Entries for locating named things
^^^^
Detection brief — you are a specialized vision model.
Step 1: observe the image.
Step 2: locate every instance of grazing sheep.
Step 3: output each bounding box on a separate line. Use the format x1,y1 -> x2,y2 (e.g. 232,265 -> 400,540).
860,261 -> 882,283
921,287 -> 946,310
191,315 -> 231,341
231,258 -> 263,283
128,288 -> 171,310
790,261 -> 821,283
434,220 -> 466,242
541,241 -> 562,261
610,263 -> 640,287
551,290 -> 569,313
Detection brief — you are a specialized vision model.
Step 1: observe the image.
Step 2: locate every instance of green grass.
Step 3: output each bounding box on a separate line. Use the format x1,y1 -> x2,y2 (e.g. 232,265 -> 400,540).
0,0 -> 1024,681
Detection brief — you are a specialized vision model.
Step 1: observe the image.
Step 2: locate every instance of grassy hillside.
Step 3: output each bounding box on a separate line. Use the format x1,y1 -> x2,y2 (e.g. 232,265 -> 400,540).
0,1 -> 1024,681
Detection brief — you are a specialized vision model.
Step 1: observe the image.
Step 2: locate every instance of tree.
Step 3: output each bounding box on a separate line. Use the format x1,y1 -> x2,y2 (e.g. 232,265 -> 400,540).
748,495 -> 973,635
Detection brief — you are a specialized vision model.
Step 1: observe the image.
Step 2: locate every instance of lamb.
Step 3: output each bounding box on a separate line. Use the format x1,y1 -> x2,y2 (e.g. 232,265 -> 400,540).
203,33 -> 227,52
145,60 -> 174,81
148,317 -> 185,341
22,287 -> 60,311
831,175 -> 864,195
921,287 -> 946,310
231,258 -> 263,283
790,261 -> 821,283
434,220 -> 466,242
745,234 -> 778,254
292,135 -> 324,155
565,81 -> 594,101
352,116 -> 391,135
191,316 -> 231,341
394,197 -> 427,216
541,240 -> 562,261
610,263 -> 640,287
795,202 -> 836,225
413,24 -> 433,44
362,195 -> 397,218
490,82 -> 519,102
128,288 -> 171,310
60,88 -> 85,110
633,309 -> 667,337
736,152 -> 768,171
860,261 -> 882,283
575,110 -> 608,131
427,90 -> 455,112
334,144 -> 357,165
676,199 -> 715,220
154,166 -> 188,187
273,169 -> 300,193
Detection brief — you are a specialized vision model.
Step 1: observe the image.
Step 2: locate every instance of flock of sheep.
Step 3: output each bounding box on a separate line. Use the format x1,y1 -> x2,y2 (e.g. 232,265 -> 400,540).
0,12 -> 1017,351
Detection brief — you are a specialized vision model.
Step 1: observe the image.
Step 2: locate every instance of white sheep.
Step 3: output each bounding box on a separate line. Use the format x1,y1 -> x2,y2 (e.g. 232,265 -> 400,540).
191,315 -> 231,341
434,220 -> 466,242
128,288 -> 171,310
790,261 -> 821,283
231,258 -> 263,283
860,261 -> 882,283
^^^^
| Task to carry out |
Rewrite the records from the beginning through the line that contains "748,495 -> 973,635", putting "short grass" in place of "green grass" and changing nothing else.

| In response |
Detection brief — you are a specialized vision model.
Step 1: observe the image.
Step 2: locate every instance of grazing sheep.
Step 3: output each bounding box on a separate line. Use the format x1,y1 -> x2,y2 (e.g. 232,265 -> 400,540).
860,261 -> 882,283
921,287 -> 946,310
191,315 -> 231,341
231,258 -> 263,283
128,288 -> 171,310
790,261 -> 821,283
434,220 -> 466,242
541,241 -> 562,261
610,263 -> 640,287
551,290 -> 569,313
Detection brief — you are a specialized vision model.
Step 1: observe the image.
Step 2: locate every instance of short grass.
Step 3: output each bounding box on a separate line. Use the format x1,y1 -> x2,y2 (e.g. 232,265 -> 400,540).
0,0 -> 1024,681
Detection brief — you are a specialized vision model.
Step 1: observe the image.
Step 2: locate every instance of grassy hillside.
Step 3: output each bounding box on a separate line. Use the format x1,y1 -> x2,y2 (e.g. 232,265 -> 400,540).
0,1 -> 1024,681
Detection brief — you are a specialized vision model.
Step 1: observe the image.
Step 2: locate every instance of tree.
Step 3: output each bounding box on a separate line. Use the format x1,y1 -> x2,y2 (e.g. 232,265 -> 400,540).
748,495 -> 973,635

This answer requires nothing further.